* **Фрагмент текста**

Сталин и писатели Книга третья
Шрифт:
Для наглядности приведу только один — совсем крохотный — эпизод из «Усомнившегося Макара».
После многих жизненных передряг герой этого рассказа попадает в «институт душевноболящих» (по-нашему, по-сегодняшнему говоря, — в психушку). И вот что там с ним происходит:
...Макара принял доктор и начал спрашивать у Макара такие обстоятельные мысли, что Макар по невежеству своей жизни отвечал на эти докторские вопросы, как сумасшедший. Здесь доктор ощупал Макара и нашел, что в его сердце бурлит лишняя кровь.
Надо его оставить на испытание, — заключил про Макара доктор.
И Макар с Петром остались ночевать в душевной больнице. Вечером они пошли в читальную комнату, и Петр начал читать Макару книжки Ленина вслух.
— Наши учреждения — дерьмо, — читал Ленина Петр, а Макар слушал и удивлялся точности ума Ленина. — Наши законы — дерьмо. Мы умеем предписывать и не умеем исполнять. В наших учреждениях сидят враждебные нам люди, а иные наши товарищи стали сановниками и работают, как дураки...
Другие больные душой тоже заслушались Ленина — они не знали раньше, что Ленин знал все.
— Правильно! — поддакивали больные душой и рабочие и крестьяне.
— Побольше
— Видал? — спросил Макара Петр. — Ленина — и то могли замучить учреждения, а мы ходим и лежим. Вот она тебе, вся революция, написана живьем...
Поди пойми, где здесь кончается «способ выражения» и начинается ирония.
Эту «двусмысленность» отметил и такой непредвзятый и даже благожелательный читатель Платонова, как Горький:
А.М. ГОРЬКИЙ — А.П. ПЛАТОНОВУ
Москва. 18 сентября 1929 г.
А. Платонову
Человек вы — талантливый, это бесспорно, бесспорно и то, что вы обладаете очень своеобразным языком...
Но, при неоспоримых достоинствах работы вашей, я не думаю, что ее напечатают, издадут. Этому помешает анархическое ваше умонастроение, видимо свойственное природе вашего «духа». Хотели вы этого или нет, — но вы придали освещению действительности характер лирико-сатирический, это, разумеется, неприемлемо для нашей цензуры. При всей нежности вашего отношения к людям, они у вас окрашены иронически, являются перед читателем не столько революционерами, как «чудаками» и «полоумными». Не утверждаю, что это сделано сознательно, однако это сделано, таково впечатление читателя, т.е. — мое. Возможно, что я ошибаюсь.
Добавлю: среди современных редакторов я не вижу никого, кто мог бы оценить ваш роман по его достоинствам. Это мог бы сделать А.К. Воронский, но, как вы знаете, он «не у дел».
Это все, что я могу сказать вам, и очень сожалею, что не могу сказать ничего иного. Всего доброго.

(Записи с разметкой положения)

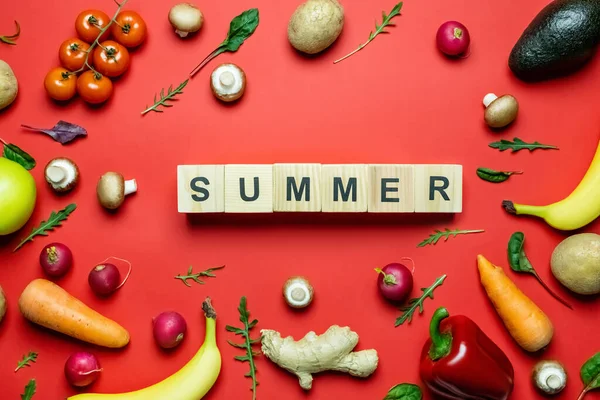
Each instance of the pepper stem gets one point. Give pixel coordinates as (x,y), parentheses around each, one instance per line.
(441,343)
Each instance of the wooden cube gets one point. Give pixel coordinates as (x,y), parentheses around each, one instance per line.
(297,187)
(344,188)
(391,188)
(248,188)
(438,188)
(201,188)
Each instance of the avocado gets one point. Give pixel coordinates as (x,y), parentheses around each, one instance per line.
(559,40)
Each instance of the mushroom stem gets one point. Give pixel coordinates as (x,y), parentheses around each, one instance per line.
(130,187)
(227,78)
(56,174)
(487,100)
(554,382)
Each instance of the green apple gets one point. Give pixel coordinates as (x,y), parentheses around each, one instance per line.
(17,196)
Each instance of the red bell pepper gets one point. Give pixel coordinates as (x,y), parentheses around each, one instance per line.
(460,362)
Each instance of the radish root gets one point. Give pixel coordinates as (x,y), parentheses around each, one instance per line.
(331,351)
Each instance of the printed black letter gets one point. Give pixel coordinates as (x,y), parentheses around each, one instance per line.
(291,186)
(385,190)
(203,191)
(441,189)
(243,190)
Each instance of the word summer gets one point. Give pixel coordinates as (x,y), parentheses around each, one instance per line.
(350,188)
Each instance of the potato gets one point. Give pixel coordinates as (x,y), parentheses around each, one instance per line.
(2,304)
(576,263)
(8,85)
(315,25)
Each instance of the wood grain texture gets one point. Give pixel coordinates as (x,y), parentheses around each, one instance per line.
(251,176)
(438,188)
(293,181)
(209,177)
(338,180)
(399,180)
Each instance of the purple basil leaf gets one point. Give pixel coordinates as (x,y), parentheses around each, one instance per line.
(63,132)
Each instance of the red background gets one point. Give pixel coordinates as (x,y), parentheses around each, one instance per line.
(397,101)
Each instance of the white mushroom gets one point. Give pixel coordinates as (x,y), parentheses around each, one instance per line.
(228,82)
(549,376)
(186,18)
(62,174)
(298,292)
(112,189)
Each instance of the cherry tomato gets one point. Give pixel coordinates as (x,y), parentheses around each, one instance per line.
(93,87)
(89,23)
(111,59)
(72,53)
(60,84)
(129,29)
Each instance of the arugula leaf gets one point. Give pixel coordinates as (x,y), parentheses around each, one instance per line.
(53,221)
(240,29)
(518,144)
(417,303)
(520,263)
(63,132)
(195,277)
(404,391)
(30,357)
(386,21)
(248,342)
(170,96)
(590,375)
(16,154)
(29,390)
(446,234)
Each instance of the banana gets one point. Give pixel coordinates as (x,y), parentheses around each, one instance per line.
(191,382)
(580,208)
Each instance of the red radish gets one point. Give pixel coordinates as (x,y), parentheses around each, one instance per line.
(453,38)
(169,329)
(394,282)
(105,278)
(82,369)
(56,259)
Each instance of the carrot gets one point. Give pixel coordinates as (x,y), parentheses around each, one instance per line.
(525,321)
(47,304)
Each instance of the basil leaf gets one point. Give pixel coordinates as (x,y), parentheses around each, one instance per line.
(63,132)
(494,176)
(516,255)
(240,29)
(404,391)
(16,154)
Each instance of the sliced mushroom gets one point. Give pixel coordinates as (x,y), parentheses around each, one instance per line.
(500,111)
(186,18)
(298,292)
(62,174)
(112,189)
(228,82)
(549,376)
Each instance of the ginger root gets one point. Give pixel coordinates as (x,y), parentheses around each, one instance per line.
(331,351)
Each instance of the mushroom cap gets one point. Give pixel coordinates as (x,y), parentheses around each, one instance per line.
(298,292)
(111,190)
(549,376)
(226,89)
(502,111)
(186,17)
(62,174)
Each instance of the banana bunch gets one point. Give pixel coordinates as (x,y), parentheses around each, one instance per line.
(191,382)
(580,208)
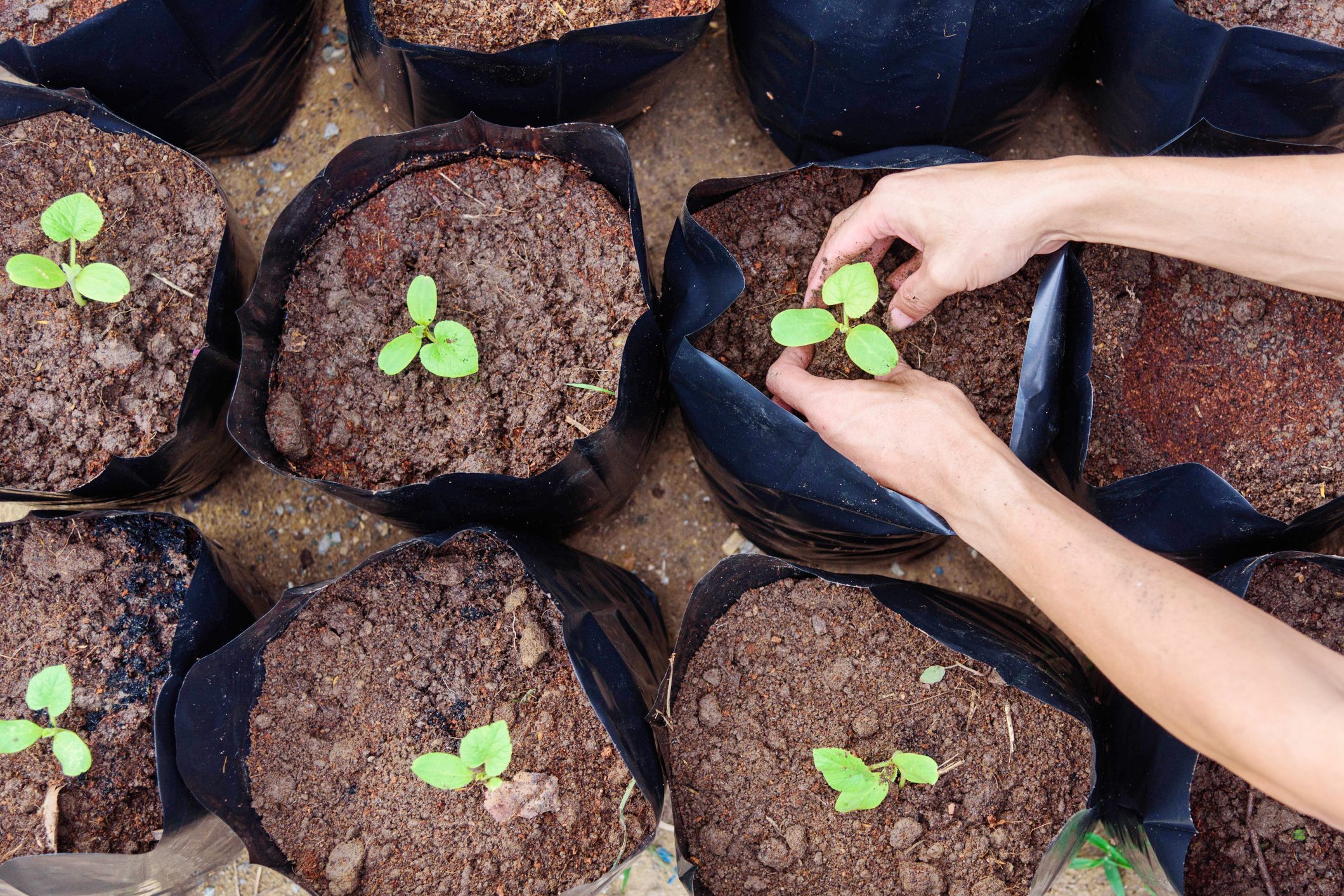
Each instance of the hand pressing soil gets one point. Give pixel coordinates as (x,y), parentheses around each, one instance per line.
(34,22)
(1317,19)
(82,384)
(1303,856)
(774,229)
(486,26)
(101,597)
(1192,365)
(532,256)
(401,659)
(804,664)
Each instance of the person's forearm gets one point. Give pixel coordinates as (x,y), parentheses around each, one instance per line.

* **Что сделать**
1. Выпишите из списка все строки, в которых есть слово «radish».
2. Напишите, что идёт дальше в тексте о Платонове и письме Горького, начиная сразу после последнего приведённого предложения.

* **Ожидаемые ответы**
1.
Each instance of the radish root gets one point. Give pixel coordinates as (x,y), parentheses around each, one instance per line.
Each instance of the red radish gets one point. Give pixel coordinates as (x,y), parentheses around each, one instance per line.

2.
А. П е ш к о в
Я назвал Горького читателем благожелательным и, во яком случае, непредвзятым. Таким он и предстает перед нами в этом письме. Однако на сей счет существуют разные мнения. Например, вот такое:
8 июня 1931 года Платонов написал Сталину письмо, где согласился с тем, что «получилась действительно губительная работа, ибо ее только и можно истолковать как во вред колхозному движению». Здесь же Платонов признал правоту «товарищей из РАППа»: «я заблудился и погибаю»...
Сталин переслал письмо Платонова Горькому и поручил ему «перевоспитание» Платонова. Опубликованные в последние годы материалы переписки Сталина с Горьким проливают свет на характер контактов Платонова с Горьким. Надежды Платонова на понимание Горького и на его поддержку не оправдались. Горький, отягощенный поручением и доверием Сталина, был строг к Платонову.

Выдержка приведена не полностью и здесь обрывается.